╭──
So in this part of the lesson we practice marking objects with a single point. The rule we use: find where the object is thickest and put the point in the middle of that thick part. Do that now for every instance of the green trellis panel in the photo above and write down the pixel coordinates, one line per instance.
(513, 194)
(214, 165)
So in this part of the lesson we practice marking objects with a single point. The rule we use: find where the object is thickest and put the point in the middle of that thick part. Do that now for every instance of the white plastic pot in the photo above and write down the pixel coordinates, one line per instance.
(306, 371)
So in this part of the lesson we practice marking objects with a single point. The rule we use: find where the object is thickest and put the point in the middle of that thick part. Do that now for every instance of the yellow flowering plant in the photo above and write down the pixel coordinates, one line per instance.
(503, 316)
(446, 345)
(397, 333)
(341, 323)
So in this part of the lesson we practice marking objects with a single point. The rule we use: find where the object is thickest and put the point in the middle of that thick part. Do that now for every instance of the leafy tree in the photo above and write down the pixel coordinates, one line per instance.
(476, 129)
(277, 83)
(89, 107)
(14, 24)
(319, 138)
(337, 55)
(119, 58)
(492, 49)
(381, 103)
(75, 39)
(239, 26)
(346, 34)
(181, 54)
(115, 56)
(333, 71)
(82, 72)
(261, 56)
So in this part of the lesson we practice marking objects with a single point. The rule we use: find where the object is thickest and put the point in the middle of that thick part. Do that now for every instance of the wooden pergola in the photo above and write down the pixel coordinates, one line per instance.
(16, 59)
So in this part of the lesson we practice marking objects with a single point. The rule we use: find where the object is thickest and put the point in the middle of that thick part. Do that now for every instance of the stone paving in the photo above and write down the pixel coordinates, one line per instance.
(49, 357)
╰──
■ **DESCRIPTION OF THE TASK**: Can you recast every one of the records above as a numbered list, leaving out any blank lines?

■ **ANSWER FOR THIS EXERCISE**:
1. So in this part of the lesson we practice marking objects with a single point. The rule we use: find where the object is thickest and put the point in the middle of that thick part. Do that now for every instance of the green trellis panel in the photo above and write down the pixel coordinates, one line per instance.
2. (513, 194)
3. (214, 165)
4. So in this part of the lesson we practice marking objects with a single point. The rule we use: find where the object is thickest and put the point in the middle of that thick part. Do that now for every instance of the white plastic pot in the photo above and write down the pixel coordinates, one line per instance.
5. (306, 371)
6. So in this part of the lesson we practice marking objects with a single point. The rule we use: find where the object is thickest and put the point in the middle of that thick part. Do that now for every instance of the yellow flowering plant in the photo above and write down the pixel coordinates, one line per instance.
7. (503, 316)
8. (446, 345)
9. (397, 333)
10. (341, 323)
11. So in this part of the lesson we practice marking objects with a single point. The rule we use: find where the object is thickest and put the point in the middle of that thick part. Do that now for every instance of the leafy tree in the photo above and write down the pixel coordinates, one line per instance.
12. (476, 129)
13. (277, 83)
14. (89, 107)
15. (14, 24)
16. (319, 138)
17. (337, 55)
18. (119, 58)
19. (492, 49)
20. (381, 103)
21. (75, 39)
22. (239, 26)
23. (346, 34)
24. (181, 54)
25. (115, 56)
26. (333, 71)
27. (82, 72)
28. (261, 56)
29. So in this part of the lesson we practice marking objects with a single point. The rule we use: find where the object is thickest and put the point in the middle of that thick part. Do that now for every instance of the wooden pergola in the photo above and write down the pixel coordinates, one line per instance.
30. (16, 59)
31. So in this part of the lesson we practice marking objects with a single point. The rule we use: find where the object is thickest and put the point in the middle of that thick part. Do that now for every instance of the stone paving in the photo above and write down the pixel coordinates, one line per instance.
32. (49, 357)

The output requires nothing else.